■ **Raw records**
▼

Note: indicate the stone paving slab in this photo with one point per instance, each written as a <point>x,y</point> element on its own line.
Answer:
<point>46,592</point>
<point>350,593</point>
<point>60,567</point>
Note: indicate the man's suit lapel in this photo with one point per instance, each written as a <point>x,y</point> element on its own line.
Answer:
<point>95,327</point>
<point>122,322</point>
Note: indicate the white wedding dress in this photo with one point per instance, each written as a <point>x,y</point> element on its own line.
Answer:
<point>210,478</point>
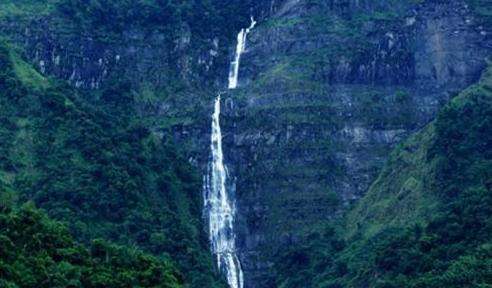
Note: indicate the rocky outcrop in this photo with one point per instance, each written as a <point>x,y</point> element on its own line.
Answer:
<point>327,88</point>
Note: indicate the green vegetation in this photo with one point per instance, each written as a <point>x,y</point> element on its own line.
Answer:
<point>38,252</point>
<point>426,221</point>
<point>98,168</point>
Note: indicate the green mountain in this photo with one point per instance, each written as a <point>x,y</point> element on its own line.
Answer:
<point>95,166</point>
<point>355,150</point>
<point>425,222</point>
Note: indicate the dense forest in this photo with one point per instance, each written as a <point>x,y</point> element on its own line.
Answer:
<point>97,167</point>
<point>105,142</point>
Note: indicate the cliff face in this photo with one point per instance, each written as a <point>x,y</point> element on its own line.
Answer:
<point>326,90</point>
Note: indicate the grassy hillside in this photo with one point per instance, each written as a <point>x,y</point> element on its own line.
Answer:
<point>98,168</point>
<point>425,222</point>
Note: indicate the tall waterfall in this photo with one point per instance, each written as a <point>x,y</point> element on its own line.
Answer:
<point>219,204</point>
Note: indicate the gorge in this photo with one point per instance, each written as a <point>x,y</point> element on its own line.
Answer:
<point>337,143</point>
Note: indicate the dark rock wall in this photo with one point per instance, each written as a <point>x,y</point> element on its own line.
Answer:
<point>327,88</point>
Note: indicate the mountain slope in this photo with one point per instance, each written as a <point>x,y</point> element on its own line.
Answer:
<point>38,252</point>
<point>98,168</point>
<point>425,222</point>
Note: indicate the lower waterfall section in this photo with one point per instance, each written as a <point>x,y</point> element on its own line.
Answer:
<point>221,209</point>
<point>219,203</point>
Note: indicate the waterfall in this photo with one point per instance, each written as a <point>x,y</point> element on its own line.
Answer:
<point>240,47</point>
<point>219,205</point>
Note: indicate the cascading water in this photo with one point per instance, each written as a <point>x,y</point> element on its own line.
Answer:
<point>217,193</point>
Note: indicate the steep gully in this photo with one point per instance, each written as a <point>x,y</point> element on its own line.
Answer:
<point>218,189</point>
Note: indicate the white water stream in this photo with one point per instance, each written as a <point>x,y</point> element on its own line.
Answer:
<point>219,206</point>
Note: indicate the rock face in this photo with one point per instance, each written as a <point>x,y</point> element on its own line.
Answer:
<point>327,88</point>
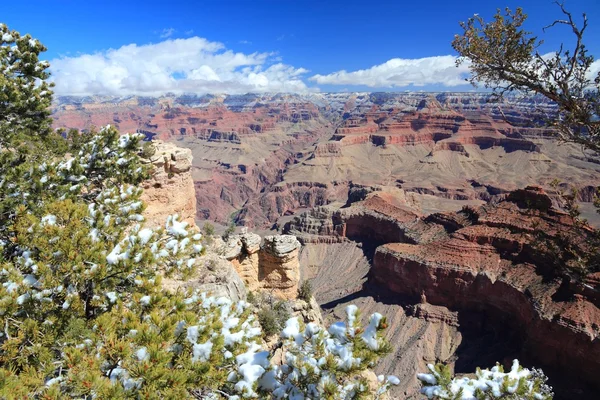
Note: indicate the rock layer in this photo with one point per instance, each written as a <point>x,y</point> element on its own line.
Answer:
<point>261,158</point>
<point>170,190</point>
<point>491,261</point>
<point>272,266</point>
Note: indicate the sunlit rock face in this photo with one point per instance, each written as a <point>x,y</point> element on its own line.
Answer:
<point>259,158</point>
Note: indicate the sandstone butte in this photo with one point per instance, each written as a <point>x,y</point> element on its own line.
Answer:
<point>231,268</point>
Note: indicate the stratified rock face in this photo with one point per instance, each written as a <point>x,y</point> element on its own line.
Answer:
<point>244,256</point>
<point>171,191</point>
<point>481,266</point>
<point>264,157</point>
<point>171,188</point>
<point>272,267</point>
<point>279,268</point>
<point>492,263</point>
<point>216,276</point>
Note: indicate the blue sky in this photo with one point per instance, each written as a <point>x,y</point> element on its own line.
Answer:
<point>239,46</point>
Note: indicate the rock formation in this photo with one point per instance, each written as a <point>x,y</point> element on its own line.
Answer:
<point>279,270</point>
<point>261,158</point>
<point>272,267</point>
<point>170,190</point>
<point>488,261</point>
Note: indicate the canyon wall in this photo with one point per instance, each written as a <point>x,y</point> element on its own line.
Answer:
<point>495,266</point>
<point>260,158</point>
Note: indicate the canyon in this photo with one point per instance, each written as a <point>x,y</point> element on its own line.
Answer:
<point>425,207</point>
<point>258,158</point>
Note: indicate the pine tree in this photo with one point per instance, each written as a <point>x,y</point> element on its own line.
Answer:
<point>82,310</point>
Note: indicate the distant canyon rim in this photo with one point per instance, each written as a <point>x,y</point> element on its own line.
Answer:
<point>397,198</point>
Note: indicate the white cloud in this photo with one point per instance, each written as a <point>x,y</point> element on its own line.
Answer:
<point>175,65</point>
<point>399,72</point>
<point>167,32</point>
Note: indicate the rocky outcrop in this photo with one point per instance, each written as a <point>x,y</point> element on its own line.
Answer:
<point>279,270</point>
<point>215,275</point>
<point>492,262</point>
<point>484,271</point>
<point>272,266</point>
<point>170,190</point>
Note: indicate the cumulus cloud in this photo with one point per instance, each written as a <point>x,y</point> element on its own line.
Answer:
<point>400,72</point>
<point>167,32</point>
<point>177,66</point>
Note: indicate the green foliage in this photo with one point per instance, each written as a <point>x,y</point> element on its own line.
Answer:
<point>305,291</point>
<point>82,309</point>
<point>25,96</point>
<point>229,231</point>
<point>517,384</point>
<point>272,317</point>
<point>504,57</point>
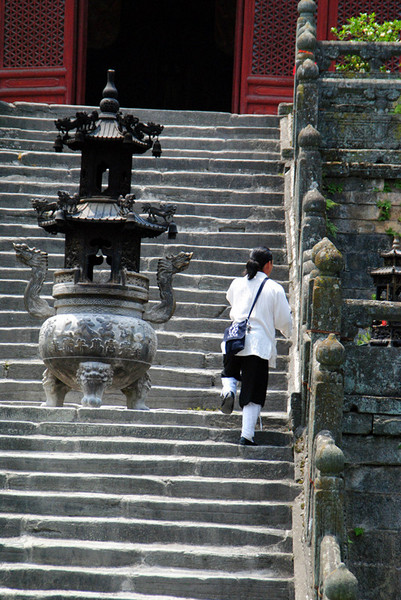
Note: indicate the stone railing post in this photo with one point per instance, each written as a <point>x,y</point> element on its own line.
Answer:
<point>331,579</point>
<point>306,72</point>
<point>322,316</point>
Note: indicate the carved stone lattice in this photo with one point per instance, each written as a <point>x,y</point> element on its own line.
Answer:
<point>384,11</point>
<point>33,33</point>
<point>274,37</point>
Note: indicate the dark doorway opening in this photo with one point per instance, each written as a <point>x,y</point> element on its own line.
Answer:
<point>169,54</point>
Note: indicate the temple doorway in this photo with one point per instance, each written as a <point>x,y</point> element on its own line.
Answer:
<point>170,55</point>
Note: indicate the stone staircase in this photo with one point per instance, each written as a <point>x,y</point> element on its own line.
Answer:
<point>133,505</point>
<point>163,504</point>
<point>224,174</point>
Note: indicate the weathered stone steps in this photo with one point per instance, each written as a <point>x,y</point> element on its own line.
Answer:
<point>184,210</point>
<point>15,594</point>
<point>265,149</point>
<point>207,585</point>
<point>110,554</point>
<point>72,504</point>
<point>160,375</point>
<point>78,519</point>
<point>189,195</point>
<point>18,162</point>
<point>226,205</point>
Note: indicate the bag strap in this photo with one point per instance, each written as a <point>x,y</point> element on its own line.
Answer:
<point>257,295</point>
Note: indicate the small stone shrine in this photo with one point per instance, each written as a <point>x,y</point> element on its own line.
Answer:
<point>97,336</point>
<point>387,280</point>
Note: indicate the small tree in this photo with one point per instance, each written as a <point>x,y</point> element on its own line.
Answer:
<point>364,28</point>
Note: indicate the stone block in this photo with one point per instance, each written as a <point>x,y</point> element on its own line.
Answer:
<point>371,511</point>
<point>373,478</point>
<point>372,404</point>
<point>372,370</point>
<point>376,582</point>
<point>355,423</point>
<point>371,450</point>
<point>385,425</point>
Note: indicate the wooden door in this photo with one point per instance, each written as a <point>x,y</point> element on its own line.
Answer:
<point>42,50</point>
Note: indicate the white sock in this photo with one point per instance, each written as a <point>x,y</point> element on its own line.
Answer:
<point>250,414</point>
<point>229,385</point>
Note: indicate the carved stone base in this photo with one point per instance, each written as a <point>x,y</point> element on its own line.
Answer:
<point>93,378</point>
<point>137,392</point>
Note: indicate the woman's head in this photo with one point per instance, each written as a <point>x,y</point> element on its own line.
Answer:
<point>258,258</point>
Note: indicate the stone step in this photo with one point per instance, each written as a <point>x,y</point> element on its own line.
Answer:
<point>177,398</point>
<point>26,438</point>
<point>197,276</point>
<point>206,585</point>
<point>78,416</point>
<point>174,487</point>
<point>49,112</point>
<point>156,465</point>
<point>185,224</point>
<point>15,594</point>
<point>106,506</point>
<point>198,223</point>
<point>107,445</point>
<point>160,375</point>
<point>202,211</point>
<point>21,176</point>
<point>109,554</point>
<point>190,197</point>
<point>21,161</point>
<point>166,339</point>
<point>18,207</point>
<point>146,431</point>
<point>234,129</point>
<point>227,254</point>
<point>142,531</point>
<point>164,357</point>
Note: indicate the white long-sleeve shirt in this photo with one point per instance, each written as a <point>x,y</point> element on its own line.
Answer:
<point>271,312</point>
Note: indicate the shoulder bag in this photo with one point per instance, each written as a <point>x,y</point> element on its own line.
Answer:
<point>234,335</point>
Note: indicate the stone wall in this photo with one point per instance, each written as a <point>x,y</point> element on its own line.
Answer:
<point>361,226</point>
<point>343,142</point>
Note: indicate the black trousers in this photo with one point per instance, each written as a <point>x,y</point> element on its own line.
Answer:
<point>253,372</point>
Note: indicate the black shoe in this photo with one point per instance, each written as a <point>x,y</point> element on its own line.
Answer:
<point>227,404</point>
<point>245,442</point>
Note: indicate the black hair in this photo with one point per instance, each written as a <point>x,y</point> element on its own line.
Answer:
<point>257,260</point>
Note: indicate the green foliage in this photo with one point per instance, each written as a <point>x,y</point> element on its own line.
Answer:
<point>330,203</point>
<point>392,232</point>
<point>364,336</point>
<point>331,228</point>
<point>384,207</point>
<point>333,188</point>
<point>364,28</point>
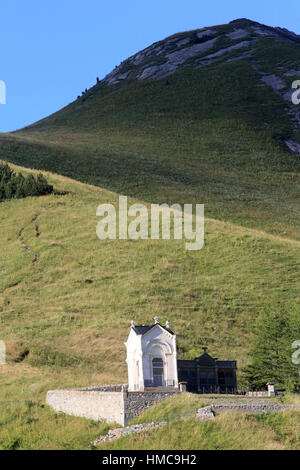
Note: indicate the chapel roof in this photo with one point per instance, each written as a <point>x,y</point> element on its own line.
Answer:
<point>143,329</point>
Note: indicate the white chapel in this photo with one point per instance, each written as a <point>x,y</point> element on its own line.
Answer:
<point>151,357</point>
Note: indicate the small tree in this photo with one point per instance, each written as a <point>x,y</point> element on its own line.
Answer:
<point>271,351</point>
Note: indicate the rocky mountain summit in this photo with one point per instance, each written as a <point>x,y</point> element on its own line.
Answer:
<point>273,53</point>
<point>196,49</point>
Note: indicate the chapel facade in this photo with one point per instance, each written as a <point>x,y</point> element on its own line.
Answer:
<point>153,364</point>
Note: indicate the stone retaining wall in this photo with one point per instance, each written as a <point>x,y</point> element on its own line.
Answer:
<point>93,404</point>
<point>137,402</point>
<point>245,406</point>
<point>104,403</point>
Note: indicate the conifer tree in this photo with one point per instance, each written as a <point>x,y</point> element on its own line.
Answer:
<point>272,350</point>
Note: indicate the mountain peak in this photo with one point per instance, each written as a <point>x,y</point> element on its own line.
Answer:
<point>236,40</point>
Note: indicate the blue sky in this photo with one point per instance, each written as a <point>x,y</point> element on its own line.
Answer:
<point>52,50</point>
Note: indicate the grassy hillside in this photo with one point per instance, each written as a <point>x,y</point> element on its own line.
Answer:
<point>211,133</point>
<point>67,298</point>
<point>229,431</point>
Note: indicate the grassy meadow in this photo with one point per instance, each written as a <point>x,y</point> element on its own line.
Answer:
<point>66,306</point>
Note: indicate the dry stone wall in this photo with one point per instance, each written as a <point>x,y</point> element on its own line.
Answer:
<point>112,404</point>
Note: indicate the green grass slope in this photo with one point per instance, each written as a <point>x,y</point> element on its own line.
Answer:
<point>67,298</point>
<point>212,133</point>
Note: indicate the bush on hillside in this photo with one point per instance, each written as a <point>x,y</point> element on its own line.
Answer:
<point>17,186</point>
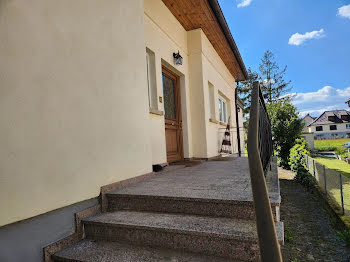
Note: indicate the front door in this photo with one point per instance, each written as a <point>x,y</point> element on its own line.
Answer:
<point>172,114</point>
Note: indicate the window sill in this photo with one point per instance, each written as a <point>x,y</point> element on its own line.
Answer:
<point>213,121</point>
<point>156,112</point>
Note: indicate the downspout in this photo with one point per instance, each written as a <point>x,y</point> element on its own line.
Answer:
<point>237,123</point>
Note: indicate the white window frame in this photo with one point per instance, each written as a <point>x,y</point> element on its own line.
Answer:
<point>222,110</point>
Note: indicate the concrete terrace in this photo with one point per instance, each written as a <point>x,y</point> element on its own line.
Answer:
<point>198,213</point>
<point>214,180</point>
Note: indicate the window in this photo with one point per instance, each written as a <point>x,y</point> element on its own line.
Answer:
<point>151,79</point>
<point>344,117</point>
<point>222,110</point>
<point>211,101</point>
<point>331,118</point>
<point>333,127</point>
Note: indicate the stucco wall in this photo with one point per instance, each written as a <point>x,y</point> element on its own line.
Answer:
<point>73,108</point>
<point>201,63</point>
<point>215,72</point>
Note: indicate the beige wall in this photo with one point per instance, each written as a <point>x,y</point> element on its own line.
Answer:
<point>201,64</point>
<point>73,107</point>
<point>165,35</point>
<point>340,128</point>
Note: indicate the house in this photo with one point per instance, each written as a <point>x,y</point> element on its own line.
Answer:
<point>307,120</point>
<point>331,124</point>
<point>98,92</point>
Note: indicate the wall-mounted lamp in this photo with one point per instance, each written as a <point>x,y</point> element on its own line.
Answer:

▲

■ **EXERCISE DETAILS**
Render the listing from the line that has "Note: indicate the black shoe" through the line that has "<point>143,329</point>" as a two-column CSV headed "input" and "output", one row per note, with the note and its answer each in a single quoted field and line breaks replaced by spaces. Leave out the pictures.

■ **TASK RESPONSE**
input,output
"Note: indicate the black shoe in this photo with one point per instance, each written as a <point>x,y</point> element on its own line. Answer:","<point>227,404</point> <point>245,442</point>"
"Note: indicate the black hair in this photo with one point per instance, each written as a <point>x,y</point> element on its own line. Answer:","<point>257,260</point>"
"Note: indicate the green foliage in this photo with one point per instance, each written as a <point>x,y</point> element on its own line. Answer:","<point>330,203</point> <point>392,232</point> <point>364,336</point> <point>331,228</point> <point>384,207</point> <point>333,188</point> <point>364,28</point>"
"Note: indicate the chapel roof in this photo with one point per instance, each written as a <point>x,y</point> element on its own line. Answer:","<point>143,329</point>"